• Set problem:
Copy each of the rows below word for word, leaving out the pictures.

• Extracted entries:

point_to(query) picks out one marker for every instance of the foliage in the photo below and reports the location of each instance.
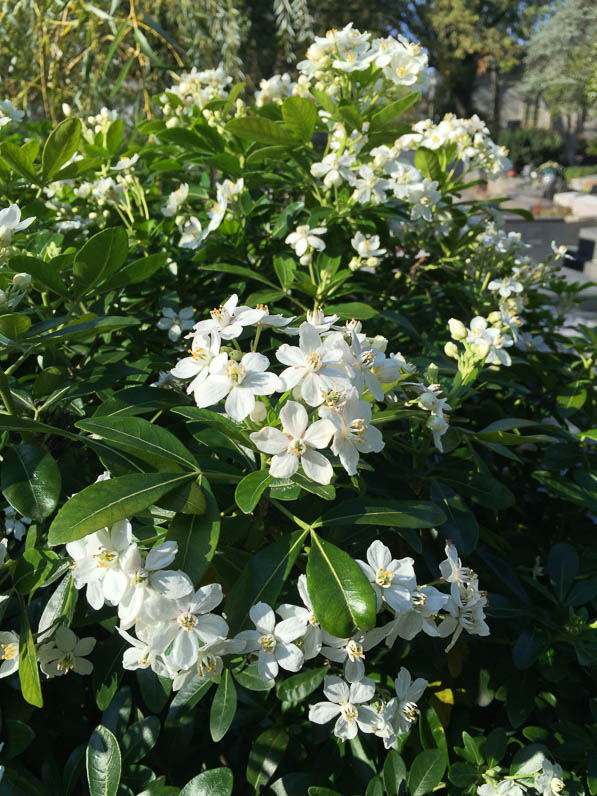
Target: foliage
(264, 504)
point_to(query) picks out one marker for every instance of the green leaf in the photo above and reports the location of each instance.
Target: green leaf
(28, 671)
(106, 502)
(144, 439)
(197, 537)
(61, 145)
(562, 565)
(263, 577)
(139, 739)
(250, 489)
(216, 782)
(42, 272)
(137, 271)
(426, 771)
(395, 514)
(103, 763)
(394, 772)
(223, 707)
(389, 113)
(265, 757)
(299, 686)
(102, 255)
(341, 594)
(13, 325)
(300, 116)
(19, 160)
(461, 525)
(262, 130)
(30, 480)
(428, 164)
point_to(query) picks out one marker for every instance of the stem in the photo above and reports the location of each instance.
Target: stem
(6, 394)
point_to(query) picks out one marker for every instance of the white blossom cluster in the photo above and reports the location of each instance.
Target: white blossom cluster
(341, 52)
(178, 635)
(323, 381)
(195, 89)
(471, 137)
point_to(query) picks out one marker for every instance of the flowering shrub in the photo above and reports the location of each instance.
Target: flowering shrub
(274, 392)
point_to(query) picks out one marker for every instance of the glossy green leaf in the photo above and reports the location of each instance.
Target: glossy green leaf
(61, 145)
(263, 577)
(223, 707)
(250, 489)
(30, 480)
(102, 255)
(395, 514)
(394, 772)
(266, 755)
(197, 537)
(28, 670)
(106, 502)
(103, 763)
(146, 440)
(426, 771)
(341, 594)
(139, 739)
(13, 325)
(300, 116)
(262, 130)
(299, 686)
(216, 782)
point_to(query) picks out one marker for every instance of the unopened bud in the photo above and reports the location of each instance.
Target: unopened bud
(451, 350)
(457, 329)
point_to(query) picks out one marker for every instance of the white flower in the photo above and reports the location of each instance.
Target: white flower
(143, 654)
(334, 169)
(353, 432)
(367, 245)
(239, 381)
(145, 577)
(392, 580)
(176, 322)
(549, 782)
(229, 319)
(313, 365)
(345, 703)
(97, 563)
(187, 624)
(273, 641)
(8, 113)
(451, 569)
(15, 524)
(65, 653)
(175, 200)
(505, 287)
(369, 188)
(126, 163)
(9, 652)
(311, 636)
(296, 443)
(304, 237)
(351, 651)
(204, 350)
(407, 696)
(10, 222)
(465, 608)
(192, 234)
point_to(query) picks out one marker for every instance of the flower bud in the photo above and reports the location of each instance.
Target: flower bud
(457, 329)
(451, 350)
(21, 281)
(259, 413)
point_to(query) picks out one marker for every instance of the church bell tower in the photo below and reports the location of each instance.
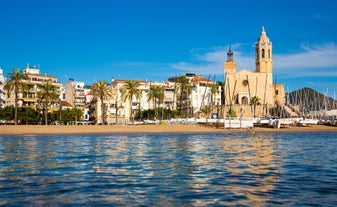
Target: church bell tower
(263, 62)
(230, 65)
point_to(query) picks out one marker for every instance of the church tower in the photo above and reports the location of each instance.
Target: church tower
(230, 65)
(263, 62)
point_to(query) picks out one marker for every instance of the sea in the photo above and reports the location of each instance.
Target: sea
(169, 169)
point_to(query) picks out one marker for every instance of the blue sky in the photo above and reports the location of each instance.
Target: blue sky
(158, 39)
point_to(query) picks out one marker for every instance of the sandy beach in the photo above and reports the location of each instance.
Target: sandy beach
(98, 129)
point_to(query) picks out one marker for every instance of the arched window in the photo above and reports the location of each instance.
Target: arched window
(244, 100)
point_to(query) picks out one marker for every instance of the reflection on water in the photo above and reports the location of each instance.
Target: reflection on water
(169, 169)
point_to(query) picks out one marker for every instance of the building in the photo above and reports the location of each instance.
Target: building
(241, 86)
(2, 91)
(202, 92)
(30, 98)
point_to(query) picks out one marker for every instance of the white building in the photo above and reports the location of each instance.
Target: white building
(2, 91)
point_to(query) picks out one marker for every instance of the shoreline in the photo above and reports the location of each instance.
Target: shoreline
(129, 129)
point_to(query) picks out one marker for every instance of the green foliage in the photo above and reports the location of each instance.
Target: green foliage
(231, 113)
(7, 113)
(206, 110)
(102, 91)
(275, 111)
(28, 116)
(17, 81)
(162, 113)
(67, 115)
(48, 94)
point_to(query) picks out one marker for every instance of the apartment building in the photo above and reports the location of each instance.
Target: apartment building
(2, 91)
(29, 98)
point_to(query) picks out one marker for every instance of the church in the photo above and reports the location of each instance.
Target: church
(244, 85)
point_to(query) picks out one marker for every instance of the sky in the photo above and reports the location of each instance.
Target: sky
(157, 39)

• Solution to the problem:
point_to(query) picks out one marker for every instance of the foliage in the photo below and reports the location of each instance.
Target: foliage
(264, 504)
point_to(query) picks out one marker for every instance of the green leaf in the photo above and reports the location of each instance.
Target: green leaf
(28, 671)
(106, 502)
(144, 439)
(197, 537)
(61, 145)
(562, 565)
(263, 577)
(139, 739)
(250, 489)
(216, 782)
(42, 272)
(137, 271)
(426, 771)
(395, 514)
(103, 763)
(394, 772)
(223, 707)
(389, 113)
(265, 757)
(299, 686)
(102, 255)
(341, 594)
(13, 325)
(300, 116)
(19, 160)
(461, 525)
(262, 130)
(30, 480)
(428, 164)
point_to(query) picks out one marker for every instance of the stem in the photo above and reports the location of each instance.
Target: stem
(6, 394)
point_to(query) picks out one marker for every instance of the white blossom cluster in the photo above and reports the location of each instance.
Target: white blossom cluster
(341, 52)
(178, 635)
(323, 381)
(195, 89)
(471, 137)
point_to(query) picks out one marker for every instance of the flowering shrub in the photo above and reports the location of each instance.
Target: flowering shrub
(274, 392)
point_to(query) picks out one marker for every instance of the glossy green leaf in the photo above and reports the location of each instance.
Target: glossy green leaf
(61, 145)
(263, 577)
(223, 707)
(250, 489)
(30, 480)
(102, 255)
(395, 514)
(394, 772)
(266, 755)
(197, 537)
(28, 670)
(106, 502)
(103, 763)
(146, 440)
(426, 771)
(341, 594)
(139, 739)
(13, 325)
(300, 116)
(262, 130)
(299, 686)
(216, 782)
point_to(query) picks out one marker for every instance of the unopened bud in the photo above and reports the location of each instance.
Target: unopened bud
(451, 350)
(457, 329)
point_to(query) picks out one marker for every instance of the white flower in the photo above and reports the location of each instance.
Target: white flower
(143, 654)
(334, 169)
(353, 432)
(367, 245)
(239, 381)
(145, 577)
(392, 580)
(176, 322)
(549, 782)
(229, 319)
(313, 365)
(345, 703)
(97, 563)
(187, 624)
(273, 641)
(8, 113)
(451, 569)
(15, 524)
(65, 653)
(175, 200)
(505, 287)
(369, 188)
(126, 163)
(9, 652)
(311, 636)
(296, 443)
(304, 237)
(351, 651)
(204, 350)
(407, 696)
(10, 222)
(465, 608)
(192, 234)
point_to(query) picks out one marker for every instance of the flower bud in the photo above and reports the location of each instance.
Target: flower bud
(457, 329)
(451, 350)
(21, 281)
(259, 413)
point_to(query) picks out one marker for every instance of the church bell tower in the photo below and reports the location of each instance.
Target: church bell tower
(263, 62)
(230, 65)
point_to(query) picks out one marker for every instance of the church tower in the photo above and reports the location of each instance.
Target: church tower
(230, 65)
(263, 62)
point_to(query) picks out one marker for every instance of the sea in the photo above and reports the location of each instance.
Target: sea
(169, 169)
point_to(query) picks out one marker for every instance of the blue sky in the photo above and reports the location of each instance.
Target: blue sky
(158, 39)
point_to(query) picks out one marker for every instance of the sandy beach in the photo above and reports the location of each instance.
Target: sandy beach
(98, 129)
point_to(query) picks out one marker for every instance of the arched window in the photo above and reports the location of each instance.
Target: arched window
(244, 100)
point_to(query) picks out one marker for every instance of the reflection on water in the photo above and reports the location of each instance.
Target: reflection on water
(169, 169)
point_to(query) picks out one marker for every instance of the building in the photo above and reports the location of each instance.
Target: building
(241, 86)
(2, 91)
(202, 92)
(30, 98)
point_to(query) picks out one marker for every instance of the white building in the photo above and reports the location of each instance.
Target: white building
(2, 91)
point_to(query) picks out one marker for every instance of the shoreline in the photo above and reports the location of each instance.
Target: shoreline
(129, 129)
point_to(query) picks out one marker for every instance of the green foliage in the photo above and reports the location of each instance.
Target: green foliage
(231, 113)
(7, 113)
(206, 110)
(102, 91)
(275, 111)
(28, 116)
(17, 81)
(162, 113)
(67, 115)
(48, 94)
point_to(query) picks out one marker for every instance of the apartment building in the photo above and reports the location of each instance.
Target: apartment building
(2, 91)
(29, 98)
point_to(query) picks out one marker for every instance of the church in the photo above and reports the location of each instance.
Target: church
(244, 85)
point_to(query) picks out one marker for every instance of the sky in the photo above and reports the location of each instance.
Target: sky
(157, 39)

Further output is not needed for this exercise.